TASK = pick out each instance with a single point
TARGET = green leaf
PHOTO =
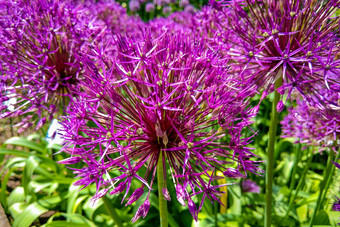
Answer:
(322, 218)
(31, 163)
(302, 213)
(19, 141)
(64, 224)
(50, 202)
(27, 217)
(77, 202)
(17, 208)
(16, 196)
(14, 152)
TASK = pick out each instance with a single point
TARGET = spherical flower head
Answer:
(149, 7)
(313, 124)
(42, 72)
(134, 5)
(190, 9)
(164, 96)
(250, 186)
(167, 10)
(296, 41)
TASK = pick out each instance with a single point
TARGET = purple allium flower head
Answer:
(42, 72)
(250, 186)
(312, 124)
(149, 7)
(190, 9)
(297, 41)
(164, 94)
(134, 5)
(167, 10)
——————
Work instruction: Apart from the pictures, every record must be set down exactly.

Reply:
TASK = pick out each instance with a single point
TARGET = green leaf
PHOTO =
Answer:
(322, 218)
(31, 163)
(302, 213)
(19, 141)
(64, 224)
(50, 202)
(27, 217)
(77, 202)
(17, 208)
(16, 196)
(14, 152)
TASK = pick out each instance with a single point
TARGET = spherical flower head
Answer:
(149, 7)
(313, 124)
(42, 72)
(134, 5)
(190, 9)
(164, 96)
(250, 186)
(167, 10)
(296, 41)
TASK = pick out each instance with a single point
TARGET = purple allium flower head
Answer:
(42, 72)
(250, 186)
(312, 124)
(149, 7)
(190, 9)
(297, 41)
(164, 94)
(134, 5)
(167, 10)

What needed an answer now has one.